▸ CONSIGNE 1
D'après l'extrait ci-dessous sur la vie politique anglaise, en quelle année les Tories acceptèrent-ils dans leur charte un certain degré d'interventionnisme keynésien ?

▸ EXTRAIT DU DOCUMENT
________________________

Le Brexit a marqué le retour en force des clivages de classe au sein de l’électorat du Royaume-Uni. Pour autant, ce clivage ne se retrouve pas dans la répartition des votes pour les différents partis : l’appartenance sociale est en effet de moins en moins déterminante dans le résultat des élections au Royaume Uni.


Après 1945, la vie politique anglaise était structurée électoralement par un clivage de classe très fort, mais aussi par un relatif consensus autour de l’État-providence. En effet, après que Churchill fut, en 1945, mis en échec sur son opposition à cet l’État-providence, les Tories (Parti conservateur) acceptèrent dans leur charte de 1947 un certain degré d’interventionnisme keynésien d’une part, et le service national de la santé d’autre part. La différence entre eux et le Labour était alors davantage devenue une différence de degré que de nature.

La vie politique anglaise avant Thatcher : un clivage de classe prédominant

La vie politique anglaise a longtemps été structurée par un clivage de classe très fort. Le Labour (Parti travailliste) était historiquement, bien plus que la SFIO française, le parti de la classe ouvrière du fait de ses liens historiques avec les syndicats. Il avait d’ailleurs directement été créé par ces derniers comme une organisation politique représentant la classe ouvrière, et son congrès de fondation promettait d’établir « un groupe distinct des travailleurs au Parlement, qui aura ses propres consignes de vote et s’accordera sur ses politiques qui intégreront la possibilité de coopérer avec tout parti qui serait engagé dans la promotion de lois dans les intérêts des travailleurs » . D’autre part, certains marqueurs comme la prononciation donnaient à l’appartenance sociale un rôle plus tangible qu’en France. On peut penser à l’accent « posh » des classes supérieures ou à l’accent « cockney » des classes populaires qui, immédiatement, identifient socialement les locuteurs. Le Labour a fédéré ses militants en priorisant le clivage de classe, faisant du critère de classe un critère déterminant pour ses militants, et donc son électorat. Avec plusieurs centaines de milliers d’adhérents, le Labour est un parti de masse, au sein duquel la politisation spécifique des adhérents impactera de ce fait nécessairement la politisation de leur électorat. Enfin, les antagonismes religieux, ethniques et régionaux ont été limités entre 1918 et 1974 : du fait de l’affaiblissement des clivages entre catholiques, anglicans et églises protestantes non anglicanes ; du fait également de la mise en sommeil du nationalisme gaélique après l’indépendance de l’Irlande (sauf pour l’Ulster) et de l’homogénéité ethnique de la Grande-Bretagne, laissant libre cours à une polarisation du comportement électoral sur la base d’un clivage de classe.

________________________

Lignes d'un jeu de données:
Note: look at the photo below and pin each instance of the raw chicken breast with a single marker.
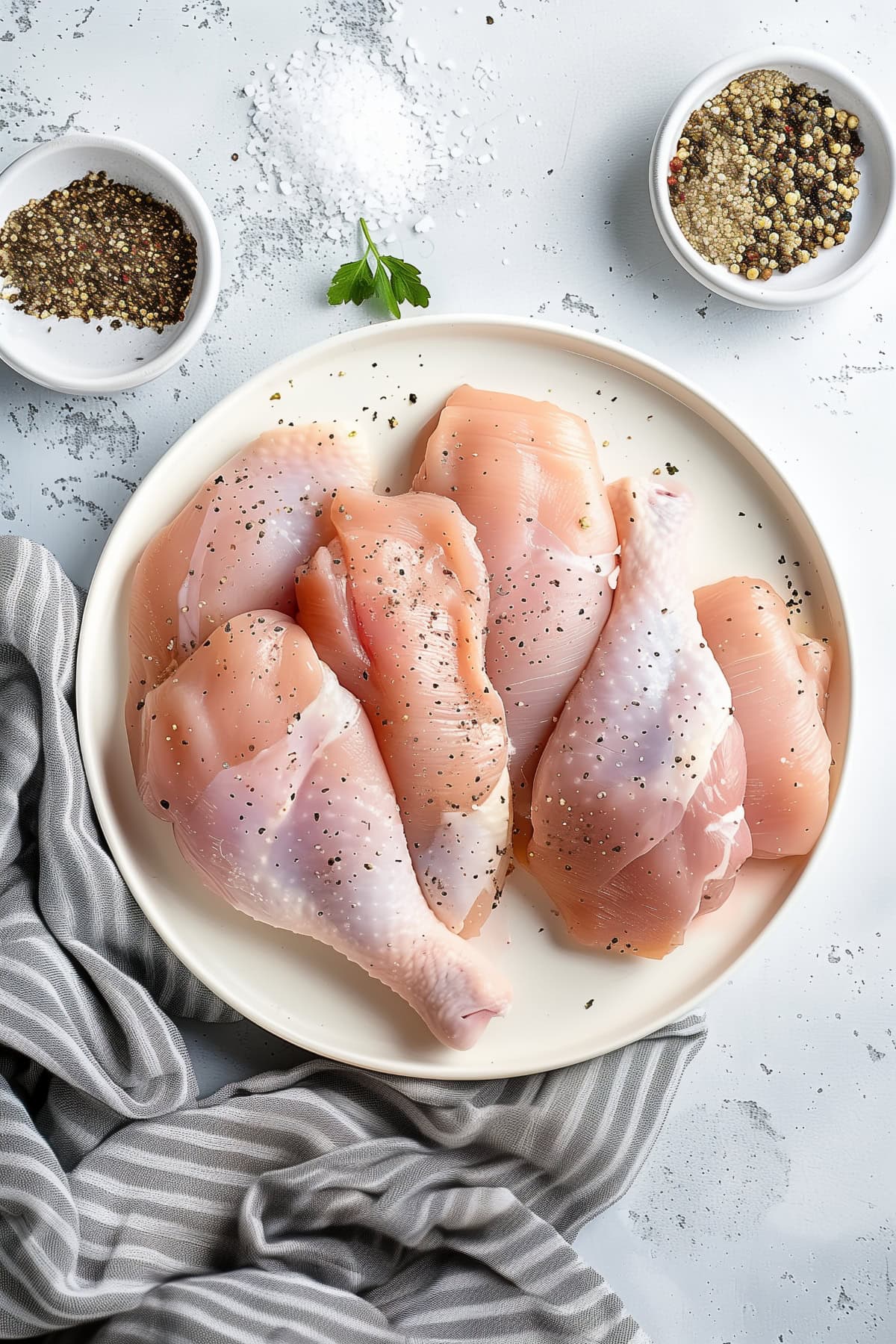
(780, 685)
(527, 476)
(398, 606)
(637, 803)
(280, 800)
(235, 546)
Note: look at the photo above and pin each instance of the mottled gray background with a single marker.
(768, 1211)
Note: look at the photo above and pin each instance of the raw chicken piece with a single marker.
(637, 804)
(270, 774)
(235, 546)
(527, 476)
(398, 606)
(780, 685)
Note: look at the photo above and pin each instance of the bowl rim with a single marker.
(203, 300)
(751, 293)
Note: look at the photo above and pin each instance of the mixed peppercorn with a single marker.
(99, 249)
(765, 175)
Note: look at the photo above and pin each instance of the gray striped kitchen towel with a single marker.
(317, 1204)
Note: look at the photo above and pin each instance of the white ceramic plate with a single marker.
(305, 992)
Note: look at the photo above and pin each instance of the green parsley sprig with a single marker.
(390, 280)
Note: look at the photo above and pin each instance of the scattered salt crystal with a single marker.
(348, 131)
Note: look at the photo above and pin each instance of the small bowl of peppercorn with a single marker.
(109, 264)
(771, 178)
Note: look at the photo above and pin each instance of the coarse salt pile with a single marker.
(343, 134)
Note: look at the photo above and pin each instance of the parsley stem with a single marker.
(371, 245)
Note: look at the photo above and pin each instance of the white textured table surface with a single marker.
(768, 1211)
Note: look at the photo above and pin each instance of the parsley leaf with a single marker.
(391, 280)
(351, 284)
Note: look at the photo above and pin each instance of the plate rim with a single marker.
(615, 354)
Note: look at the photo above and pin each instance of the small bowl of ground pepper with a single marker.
(109, 264)
(771, 178)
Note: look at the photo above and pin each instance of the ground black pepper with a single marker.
(99, 249)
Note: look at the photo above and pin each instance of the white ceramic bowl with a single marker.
(70, 355)
(833, 270)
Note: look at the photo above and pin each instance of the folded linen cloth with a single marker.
(321, 1203)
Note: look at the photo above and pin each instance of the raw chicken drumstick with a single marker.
(235, 546)
(780, 685)
(396, 605)
(272, 779)
(637, 806)
(527, 477)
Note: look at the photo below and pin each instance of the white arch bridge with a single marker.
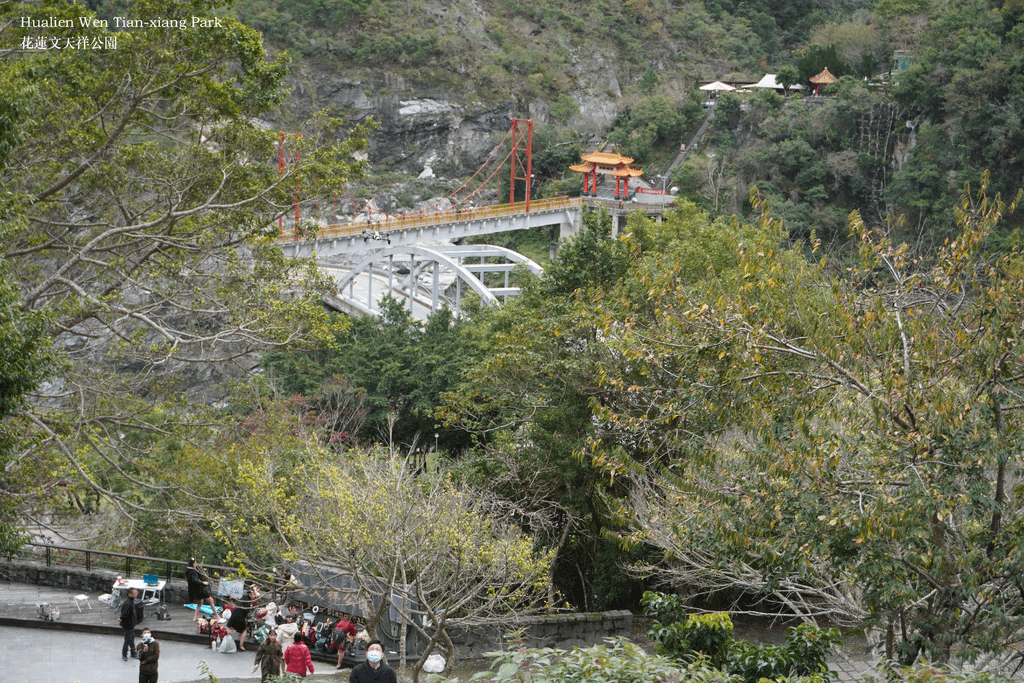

________________________

▸ CONSIGNE 2
Reproduisez à l'identique les lignes du jeu de données, depuis celle qui contient « cloth with a single marker. » jusqu'à la toute dernière ligne incluse. Laissez les images de côté dans votre réponse.

▸ RÉSULTAT ATTENDU 1
En 1947.

▸ RÉSULTAT ATTENDU 2
Note: look at the photo above and pin each instance of the folded linen cloth with a single marker.
(321, 1203)
Note: look at the photo above and pin each instance of the raw chicken drumstick with a single marker.
(235, 546)
(780, 685)
(396, 605)
(272, 779)
(637, 806)
(527, 477)
Note: look at the photo below and pin each instance of the white arch bridge with a single marker.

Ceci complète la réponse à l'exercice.